## ФРАГМЕНТ ТЕКСТА
========================================

И действительно, зачем из работы делать волка? К тому же, с годами рабочий энтузиазм спадает. Сказывается и торжество постмодерна, деконструировавшего железную хватку структурализма.
…Пишу это в первых числах января, перед началом семестра, к которому не готов и готовиться неохота.
Гранты и эмигранты
Когда в 70-е годы наша с Мельчуком теория лексических функций стала пользоваться вниманием иностранных коллег, он очень радовался, рассчитывая на ее скорое всемирное торжество. Помню, как он призывал L. B., проводившего в Москве саббатикал, привлечь к параллельной работе на английском материале корнелльских студентов. L. B. сказал, что идея хорошая и по приезде в Штаты он подаст на соответствующий грант.
- Какой еще "грант"? - удивился Игорь. (Этого слова в русском языке тогда не было.) - Ведь тебе нравится наша теория? Так преподай ее студентам, и они тоже заинтересуются.
- Да, и если я получу грант, я смогу пригласить их заняться этим.
- Но ведь лексические функции так увлекательны, что студенты сами захотят с ними работать! Поделят между собой словарь и приступят к делу!
- Конечно, если грант позволит организовать этот проект..
- Вот заладил про какой-то грант! Алик, ты понимаешь, что он говорит?
Я уже некоторое время догадывался, что мне предстоит в очередной раз сыграть роль переводчика-медиатора между Игорем и институтами культуры, в данном случае буржуазной, и к ответу подготовился.
- Понимаю, и ты тоже поймешь, если учтешь, что наш друг L. B. - американец, действующий в рамках американской системы, где ничто не делается бесплатно, почему и нужен грант. Подумай, даже величайшему из американцев, Линкольну, для того чтобы осуществить дело своей жизни, потребовался Грант. Это полезно иметь в виду всякому, собирающемуся переселиться в Америку..
Прошло несколько лет, я уже работал в Корнелле, но несмотря на достигнутое еще в России теоретическое владение идеей гранта, сам на гранты не подавал и вчуже завидовал американским коллегам - мастерам их получения, гордившимся своим искусством grant writing. Мне, все еще учившемуся прилично писать по-английски, было до них далеко. Как-то одного из них, J. C., сравнительно молодого, но уже знаменитого литературоведа, выпускавшего в год по книжке, я спросил, душа зависть комплиментом:
- Ну, ты уже знаешь, какую книгу ты напишешь в следующем году?

========================================

## СУТЬ ЗАДАНИЯ
Повторите дословно отрывок из фрагмента текста выше, начиная со слов «Гранты и эмигранты» и заканчивая словами «на соответствующий грант.».

## ИСХОДНЫЕ ДАННЫЕ
========================================

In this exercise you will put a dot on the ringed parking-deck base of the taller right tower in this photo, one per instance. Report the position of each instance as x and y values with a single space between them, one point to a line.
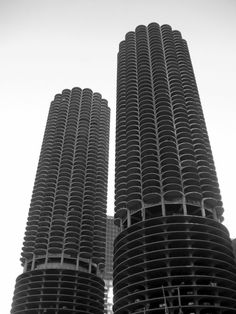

========================================

## РЕЗУЛЬТАТ ЗАДАНИЯ
Гранты и эмигранты
Когда в 70-е годы наша с Мельчуком теория лексических функций стала пользоваться вниманием иностранных коллег, он очень радовался, рассчитывая на ее скорое всемирное торжество. Помню, как он призывал L. B., проводившего в Москве саббатикал, привлечь к параллельной работе на английском материале корнелльских студентов. L. B. сказал, что идея хорошая и по приезде в Штаты он подаст на соответствующий грант.